▶ [Excerpt to read]:
RALEIGH — As a farmer himself, Steven Valencsin knows firsthand the trials of working the land to maximize yields.

Now he’s made it his business helping other farmers do the same.

Through Growers Holdings – the Raleigh-based agtech company that he founded at just 23 – he has developed a unique system that analyzes farmland data. It’s called CLICK (because it’s supposed to make “all the moving pieces in agriculture” do just that), and among its many attributes: the ability to create precise fertilizer and seed recommendations within seconds, not weeks.

It can also model accurate costs and revenues per acre that help with financial planning. But perhaps most intriguing, it requires zero data entry from the farmer.

Growers Holdings CEO and founder Steven Valencsin.

“[It’s] an industry first,” says Valencsin, now 30. “The platform cleans, organizes, and stores all the soil, planting, application, and harvest data and then gets analyzed year over year to continue to drive improvements for the farmer.”

By using the platform, he says, farmers usually see three-to-five times return on investment (ROI) for farmers who have hired the company, and “bottom-line” increases of more than $100 per acre.

$7.25 million raised so far

By all accounts, farmers and investors are taking notice.

▶ [Collected material]:
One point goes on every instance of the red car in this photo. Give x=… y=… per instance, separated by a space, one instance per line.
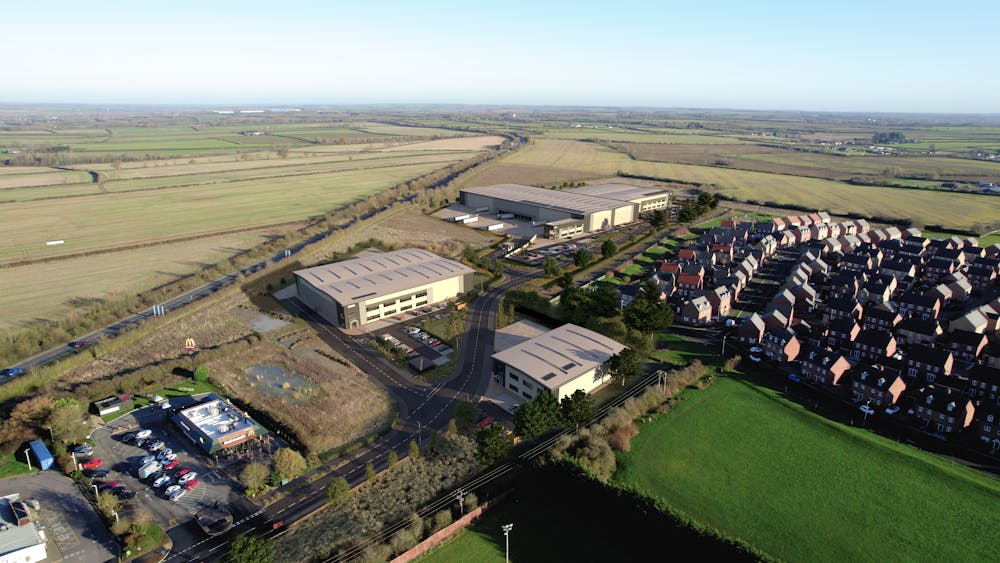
x=93 y=463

▶ [Work instructions]:
- A) From the Growers Holdings article, extract the passage starting at "Through Growers Holdings" and ending at "from the farmer.".
- B) Translate this sentence from the Growers Holdings article into Spanish: "It can also model accurate costs and revenues per acre that help with financial planning."
- C) According to the Growers Holdings article, how old was Steven Valencsin when he founded the company?
The lines above are separate material, apart from the Growers Holdings article.

▶ [Solutions to each task]:
- A)
Through Growers Holdings – the Raleigh-based agtech company that he founded at just 23 – he has developed a unique system that analyzes farmland data. It’s called CLICK (because it’s supposed to make “all the moving pieces in agriculture” do just that), and among its many attributes: the ability to create precise fertilizer and seed recommendations within seconds, not weeks.

It can also model accurate costs and revenues per acre that help with financial planning. But perhaps most intriguing, it requires zero data entry from the farmer.

- B) También puede modelar costos e ingresos precisos por acre que ayudan con la planificación financiera.

- C) He was 23.